──────── PAGE ────────

Storms and other severe weather events can cause both public health and economic problems for communities and municipalities. Many severe events can result in fatalities, injuries, and property damage, and preventing such outcomes to the extent possible is a key concern.
The data set used comes from the U.S. National Oceanic and Atmospheric Administration’s (NOAA) storm database. This database tracks characteristics of major storms and weather events in the United States, including when and where they occur, as well as estimates of any fatalities, injuries, and property damage. The events in the database start in the year 1950 and end in November 2011.
This report explores which weather events are most impactful to the human population through causing both physical harm and economic damage. We look first at those types of weather events which cause the most physical harm followed by economic damage. Economic damage is the monetary damage to property and to crops.
The data is loaded from the original compressed comma separated plain text file availble for download at this address: https://d396qusza40orc.cloudfront.net/repdata%2Fdata%2FStormData.csv.bz2.

────────

TO DO –
[1] Write out the part of the storm report from "Storms and other" up to and including "a key concern.".
[2] According to the storm report, in what year do the events in the NOAA database begin?
[3] List each thing the storm report says the NOAA database gives estimates of.
Use only the storm report as your source.

──────── DATA ROWS ────────

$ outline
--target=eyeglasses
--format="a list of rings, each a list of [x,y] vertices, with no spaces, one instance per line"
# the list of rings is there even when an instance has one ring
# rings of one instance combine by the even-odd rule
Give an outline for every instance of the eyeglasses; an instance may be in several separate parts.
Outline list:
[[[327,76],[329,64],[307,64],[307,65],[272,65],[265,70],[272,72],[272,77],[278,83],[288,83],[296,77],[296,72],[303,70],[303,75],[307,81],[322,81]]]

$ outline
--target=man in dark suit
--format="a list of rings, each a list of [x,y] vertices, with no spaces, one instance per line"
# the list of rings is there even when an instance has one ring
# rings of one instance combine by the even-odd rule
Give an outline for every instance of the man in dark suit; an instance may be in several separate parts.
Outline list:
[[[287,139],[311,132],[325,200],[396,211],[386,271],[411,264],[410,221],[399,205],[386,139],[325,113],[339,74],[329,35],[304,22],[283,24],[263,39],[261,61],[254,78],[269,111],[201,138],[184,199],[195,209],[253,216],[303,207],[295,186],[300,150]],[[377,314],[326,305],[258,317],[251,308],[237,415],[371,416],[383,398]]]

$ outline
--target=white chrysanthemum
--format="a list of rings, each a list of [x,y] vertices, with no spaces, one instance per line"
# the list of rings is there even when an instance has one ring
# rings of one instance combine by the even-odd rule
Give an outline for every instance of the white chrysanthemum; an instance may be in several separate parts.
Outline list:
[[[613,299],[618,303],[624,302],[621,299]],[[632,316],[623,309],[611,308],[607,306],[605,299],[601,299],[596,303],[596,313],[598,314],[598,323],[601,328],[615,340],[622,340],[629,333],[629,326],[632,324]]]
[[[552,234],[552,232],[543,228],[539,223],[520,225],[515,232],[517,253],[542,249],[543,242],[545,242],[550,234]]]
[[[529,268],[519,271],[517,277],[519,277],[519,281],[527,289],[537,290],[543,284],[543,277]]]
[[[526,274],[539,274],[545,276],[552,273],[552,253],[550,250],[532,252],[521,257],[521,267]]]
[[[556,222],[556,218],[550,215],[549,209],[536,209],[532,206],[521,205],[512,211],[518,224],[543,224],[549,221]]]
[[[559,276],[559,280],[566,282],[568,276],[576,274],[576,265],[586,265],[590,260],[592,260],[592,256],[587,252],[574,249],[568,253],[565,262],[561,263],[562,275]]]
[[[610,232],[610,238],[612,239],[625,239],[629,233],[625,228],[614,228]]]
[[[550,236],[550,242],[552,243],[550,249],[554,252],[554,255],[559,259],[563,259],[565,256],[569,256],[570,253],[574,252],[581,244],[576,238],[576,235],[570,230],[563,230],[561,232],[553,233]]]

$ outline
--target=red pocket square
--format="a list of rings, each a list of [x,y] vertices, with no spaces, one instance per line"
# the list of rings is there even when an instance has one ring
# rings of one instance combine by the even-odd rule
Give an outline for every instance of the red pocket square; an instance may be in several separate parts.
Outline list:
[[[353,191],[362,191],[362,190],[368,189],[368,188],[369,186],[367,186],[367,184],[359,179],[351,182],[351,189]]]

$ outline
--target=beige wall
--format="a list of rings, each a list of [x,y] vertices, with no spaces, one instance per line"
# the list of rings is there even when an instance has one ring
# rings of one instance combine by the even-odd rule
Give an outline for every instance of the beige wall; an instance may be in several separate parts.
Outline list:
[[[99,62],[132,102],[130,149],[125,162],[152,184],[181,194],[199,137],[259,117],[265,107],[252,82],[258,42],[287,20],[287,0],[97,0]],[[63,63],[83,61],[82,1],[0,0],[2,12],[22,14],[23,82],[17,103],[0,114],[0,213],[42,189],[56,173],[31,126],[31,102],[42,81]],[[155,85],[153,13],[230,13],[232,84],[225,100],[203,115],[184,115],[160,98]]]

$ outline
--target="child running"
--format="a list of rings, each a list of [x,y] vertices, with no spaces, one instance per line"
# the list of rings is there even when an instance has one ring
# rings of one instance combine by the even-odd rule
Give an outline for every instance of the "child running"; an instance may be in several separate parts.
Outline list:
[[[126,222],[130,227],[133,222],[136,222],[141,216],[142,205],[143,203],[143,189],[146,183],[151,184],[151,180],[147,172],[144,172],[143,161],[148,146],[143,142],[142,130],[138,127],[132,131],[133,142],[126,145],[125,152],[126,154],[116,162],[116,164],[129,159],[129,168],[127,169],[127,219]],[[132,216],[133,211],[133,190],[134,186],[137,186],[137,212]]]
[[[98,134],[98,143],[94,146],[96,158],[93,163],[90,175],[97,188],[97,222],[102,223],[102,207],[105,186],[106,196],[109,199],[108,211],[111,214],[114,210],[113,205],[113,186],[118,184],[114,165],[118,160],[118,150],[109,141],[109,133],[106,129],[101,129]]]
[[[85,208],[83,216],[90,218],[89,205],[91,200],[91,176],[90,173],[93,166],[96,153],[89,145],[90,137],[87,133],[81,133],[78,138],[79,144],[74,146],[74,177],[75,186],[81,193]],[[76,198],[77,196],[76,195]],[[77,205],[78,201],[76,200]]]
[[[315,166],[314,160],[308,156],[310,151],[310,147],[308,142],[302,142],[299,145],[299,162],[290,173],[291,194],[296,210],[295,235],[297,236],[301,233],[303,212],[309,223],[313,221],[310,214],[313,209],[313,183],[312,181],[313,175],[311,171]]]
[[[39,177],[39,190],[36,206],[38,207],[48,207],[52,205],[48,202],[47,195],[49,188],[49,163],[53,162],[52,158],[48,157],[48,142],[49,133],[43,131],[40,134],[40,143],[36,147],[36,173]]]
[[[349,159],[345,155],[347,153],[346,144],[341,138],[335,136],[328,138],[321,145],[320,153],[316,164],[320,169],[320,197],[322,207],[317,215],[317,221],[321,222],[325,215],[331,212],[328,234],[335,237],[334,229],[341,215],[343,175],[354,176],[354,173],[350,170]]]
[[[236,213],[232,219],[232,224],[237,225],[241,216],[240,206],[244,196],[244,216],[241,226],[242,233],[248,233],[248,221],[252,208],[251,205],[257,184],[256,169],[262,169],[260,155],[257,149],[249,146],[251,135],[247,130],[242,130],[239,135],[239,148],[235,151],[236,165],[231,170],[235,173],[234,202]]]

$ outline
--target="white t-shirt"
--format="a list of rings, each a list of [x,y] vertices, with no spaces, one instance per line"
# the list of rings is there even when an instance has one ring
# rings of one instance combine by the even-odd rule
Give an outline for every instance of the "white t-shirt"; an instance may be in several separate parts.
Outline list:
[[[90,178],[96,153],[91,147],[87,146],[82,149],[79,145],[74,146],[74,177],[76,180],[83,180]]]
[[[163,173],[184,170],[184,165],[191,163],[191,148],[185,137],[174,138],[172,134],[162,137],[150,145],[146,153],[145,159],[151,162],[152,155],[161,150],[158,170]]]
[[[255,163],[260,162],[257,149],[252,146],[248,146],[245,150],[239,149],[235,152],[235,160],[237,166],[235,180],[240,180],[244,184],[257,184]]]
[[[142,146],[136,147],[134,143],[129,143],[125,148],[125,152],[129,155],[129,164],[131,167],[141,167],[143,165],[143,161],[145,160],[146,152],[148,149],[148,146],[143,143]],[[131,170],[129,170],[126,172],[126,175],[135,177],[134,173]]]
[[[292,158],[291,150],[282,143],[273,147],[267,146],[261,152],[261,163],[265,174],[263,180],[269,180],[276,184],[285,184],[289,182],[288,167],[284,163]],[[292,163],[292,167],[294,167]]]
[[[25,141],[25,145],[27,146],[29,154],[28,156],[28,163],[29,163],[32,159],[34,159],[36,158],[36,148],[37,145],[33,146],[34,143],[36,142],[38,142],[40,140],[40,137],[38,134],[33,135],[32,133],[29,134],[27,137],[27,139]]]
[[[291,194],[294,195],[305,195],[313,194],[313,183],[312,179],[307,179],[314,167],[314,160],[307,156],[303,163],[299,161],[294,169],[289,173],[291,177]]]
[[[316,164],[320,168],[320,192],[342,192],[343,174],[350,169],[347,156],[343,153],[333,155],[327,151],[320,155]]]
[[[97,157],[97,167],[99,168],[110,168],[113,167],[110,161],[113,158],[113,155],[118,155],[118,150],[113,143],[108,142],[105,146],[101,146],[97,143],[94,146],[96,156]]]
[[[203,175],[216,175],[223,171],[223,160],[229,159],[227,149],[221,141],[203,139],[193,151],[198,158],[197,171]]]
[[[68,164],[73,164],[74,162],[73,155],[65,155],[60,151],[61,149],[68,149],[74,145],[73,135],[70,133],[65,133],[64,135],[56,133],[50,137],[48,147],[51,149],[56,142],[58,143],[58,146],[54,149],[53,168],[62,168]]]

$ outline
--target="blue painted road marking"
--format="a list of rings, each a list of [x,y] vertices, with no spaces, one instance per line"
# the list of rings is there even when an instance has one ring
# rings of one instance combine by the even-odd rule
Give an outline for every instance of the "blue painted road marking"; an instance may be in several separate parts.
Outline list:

────────

TASK-BY-TASK OUTPUTS –
[1]
Storms and other severe weather events can cause both public health and economic problems for communities and municipalities. Many severe events can result in fatalities, injuries, and property damage, and preventing such outcomes to the extent possible is a key concern.

[2] 1950

[3] Fatalities, injuries, and property damage